## What to work on
Without including any pictures, write out the data below exactly.

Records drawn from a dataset
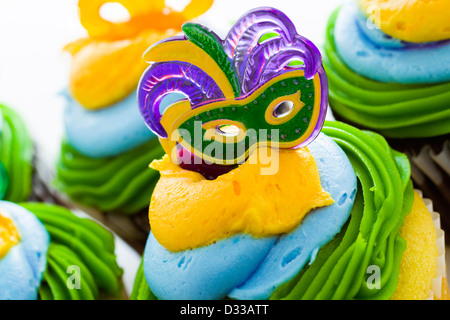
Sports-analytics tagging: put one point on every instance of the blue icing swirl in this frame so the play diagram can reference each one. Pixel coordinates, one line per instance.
(22, 268)
(373, 54)
(219, 270)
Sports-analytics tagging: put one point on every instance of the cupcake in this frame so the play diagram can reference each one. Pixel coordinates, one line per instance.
(16, 157)
(388, 66)
(107, 147)
(332, 215)
(48, 253)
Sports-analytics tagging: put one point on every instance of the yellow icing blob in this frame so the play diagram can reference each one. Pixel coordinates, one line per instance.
(107, 65)
(8, 235)
(419, 261)
(104, 72)
(410, 20)
(187, 211)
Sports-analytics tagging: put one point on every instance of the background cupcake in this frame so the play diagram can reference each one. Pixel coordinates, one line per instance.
(48, 253)
(389, 71)
(107, 147)
(16, 157)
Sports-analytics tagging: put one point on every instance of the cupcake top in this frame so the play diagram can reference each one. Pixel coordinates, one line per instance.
(105, 70)
(310, 228)
(395, 87)
(24, 243)
(16, 156)
(370, 46)
(46, 252)
(398, 19)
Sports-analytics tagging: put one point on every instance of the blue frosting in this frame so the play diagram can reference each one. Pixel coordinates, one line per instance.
(371, 53)
(21, 269)
(244, 267)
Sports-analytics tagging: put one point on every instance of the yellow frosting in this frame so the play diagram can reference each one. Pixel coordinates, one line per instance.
(419, 261)
(410, 20)
(188, 211)
(107, 65)
(8, 235)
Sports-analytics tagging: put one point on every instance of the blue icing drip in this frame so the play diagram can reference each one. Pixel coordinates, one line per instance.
(373, 54)
(22, 268)
(249, 268)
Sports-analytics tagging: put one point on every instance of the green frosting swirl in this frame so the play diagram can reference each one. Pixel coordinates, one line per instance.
(122, 183)
(369, 238)
(16, 155)
(79, 242)
(394, 110)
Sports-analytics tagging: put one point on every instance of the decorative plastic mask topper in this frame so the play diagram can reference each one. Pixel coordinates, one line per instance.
(264, 85)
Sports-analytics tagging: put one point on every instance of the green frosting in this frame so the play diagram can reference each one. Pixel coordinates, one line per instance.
(16, 156)
(123, 183)
(394, 110)
(370, 236)
(79, 242)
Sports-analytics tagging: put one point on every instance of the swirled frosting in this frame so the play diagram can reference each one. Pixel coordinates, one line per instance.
(121, 183)
(394, 110)
(400, 19)
(76, 244)
(373, 235)
(16, 155)
(23, 264)
(271, 260)
(371, 53)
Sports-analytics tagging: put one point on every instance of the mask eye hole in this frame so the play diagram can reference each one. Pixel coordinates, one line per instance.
(283, 109)
(228, 130)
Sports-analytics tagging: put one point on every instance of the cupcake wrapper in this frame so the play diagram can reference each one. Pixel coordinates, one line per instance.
(437, 288)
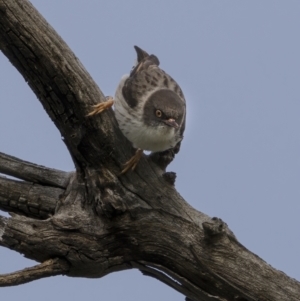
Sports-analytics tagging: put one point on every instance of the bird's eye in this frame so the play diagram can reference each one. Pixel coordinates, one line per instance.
(158, 113)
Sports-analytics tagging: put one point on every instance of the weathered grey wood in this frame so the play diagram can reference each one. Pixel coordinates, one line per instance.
(28, 198)
(104, 222)
(27, 171)
(51, 267)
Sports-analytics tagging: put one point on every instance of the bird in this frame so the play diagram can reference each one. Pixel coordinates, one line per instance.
(149, 106)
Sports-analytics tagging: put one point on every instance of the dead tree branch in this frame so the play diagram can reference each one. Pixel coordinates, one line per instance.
(98, 221)
(51, 267)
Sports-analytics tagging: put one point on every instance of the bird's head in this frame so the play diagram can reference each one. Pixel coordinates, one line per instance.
(164, 108)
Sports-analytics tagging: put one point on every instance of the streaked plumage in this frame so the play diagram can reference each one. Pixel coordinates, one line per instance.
(149, 107)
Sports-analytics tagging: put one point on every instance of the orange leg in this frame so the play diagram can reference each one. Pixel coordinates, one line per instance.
(102, 106)
(132, 163)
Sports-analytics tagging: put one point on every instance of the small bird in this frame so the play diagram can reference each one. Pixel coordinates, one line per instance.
(149, 106)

## Your solution
Sports-analytics tagging: put one point on every instance of the blue icing swirl in this frame so the play diagram can reference each one. Pixel coordinates, one line per instance.
(22, 268)
(373, 54)
(219, 270)
Sports-analytics tagging: put one point on every instance of the cupcake in this frame so the play diagram can reference each one. Pixel coordinates, one line per instance.
(16, 157)
(388, 66)
(107, 147)
(332, 215)
(48, 253)
Sports-analytics tagging: put one point on every instance of the yellow icing blob in this frame so the play diagram can reference each one. Pixel coordinates, one line per instance.
(107, 65)
(8, 235)
(419, 261)
(104, 72)
(410, 20)
(187, 211)
Sports-analytics tagging: put one point on every instance of the background cupcake in this frame so the play diagram can reference each one. Pixel coordinates, one line per instance.
(48, 253)
(389, 71)
(107, 147)
(16, 157)
Sports-analytics tagging: put one point on every instance of the cupcake top in this frame so the play diagram can reference each one. Pixel coordinates, one line per instance.
(105, 70)
(310, 228)
(395, 87)
(24, 243)
(16, 156)
(370, 46)
(46, 252)
(398, 19)
Sports-analytics tagging: put one point on every instance of the blue frosting in this frame so the play diagram can reference each one. Pixel coordinates, one line per instance.
(371, 53)
(21, 269)
(244, 267)
Sports-analytics tagging: put one point on every instance of the yellow frosting in this frame so the play diagram can reference each one. Pixel coordinates, one line per instance.
(419, 261)
(410, 20)
(188, 211)
(107, 65)
(8, 235)
Sports-analytics tagging: put one point on every instance of the blue icing drip in this frame so the play diagram can reference each one. Pixel coordinates, one line per instance.
(373, 54)
(22, 268)
(249, 268)
Sports-analytics tagging: put one point on every instance of the green frosting swirl in this frame so the play diagram can reference each one. Pixel coordinates, one line per instance.
(122, 183)
(369, 238)
(16, 155)
(79, 242)
(394, 110)
Sports-analytics tagging: put one point on every instance of the decorative plastic mask topper in this frame so the play diagram can reference each one. Pixel coordinates, one line per instance.
(264, 85)
Sports-analytics tagging: put one point on every instance of the green frosting in this frame so the play diagram can reference each one. Pixel coordinates, one line per instance.
(16, 156)
(123, 183)
(394, 110)
(370, 236)
(79, 242)
Sports-analytics tagging: put one point on every instance of the swirled frosting in this frame so the play diagram can reference each one. Pixel coordinates, one line per instance.
(121, 183)
(394, 110)
(400, 19)
(76, 244)
(373, 235)
(16, 155)
(23, 264)
(271, 260)
(371, 53)
Sports-analytics tagging: put one point on every instance of the mask eye hole in this frame so the play diagram can reference each one. Pixel coordinates, one line per instance.
(283, 109)
(228, 130)
Sports-analytics tagging: put one point on every instance of the cupcake wrapper in this frame so the play diagram can reference each one. Pixel coordinates, one line per instance.
(437, 288)
Sports-analytics tagging: put one point on every instance of the bird's eye in this frame so the play diagram can reference each one. Pixel coordinates, one line per instance.
(158, 113)
Sports-analytics tagging: put one point on every instance of the weathered grey wood in this frame so the play diagram can reference each one. Pixel coordinates, one line per instance.
(28, 198)
(104, 222)
(27, 171)
(51, 267)
Sports-analytics tagging: put one point on every instance of the bird in this frame so the play diagram can reference each one. Pixel coordinates, one line per instance.
(149, 106)
Sports-analytics tagging: put one point on every instance of the dead tree branch in this frame so the play diagram can reference each one. Pixel coordinates, one line per instance.
(98, 221)
(51, 267)
Sports-analytics tagging: put one point on every instance of the bird's head in this frame so the play diagram can reference each one. Pixel coordinates, one line per instance.
(164, 108)
Sports-analytics tagging: put one point on every instance of the streaked plumage in this frame so the play diagram can reference each one. Pixel coordinates, one line per instance.
(149, 107)
Sports-analytics tagging: put one point on every instance of the orange leg in this frame so the play diagram can reference each one. Pixel coordinates, one line per instance.
(102, 106)
(132, 163)
Sports-analytics tagging: put one point on every instance of the small bird in this frame so the play diagram can reference each one. Pixel coordinates, one line per instance.
(149, 106)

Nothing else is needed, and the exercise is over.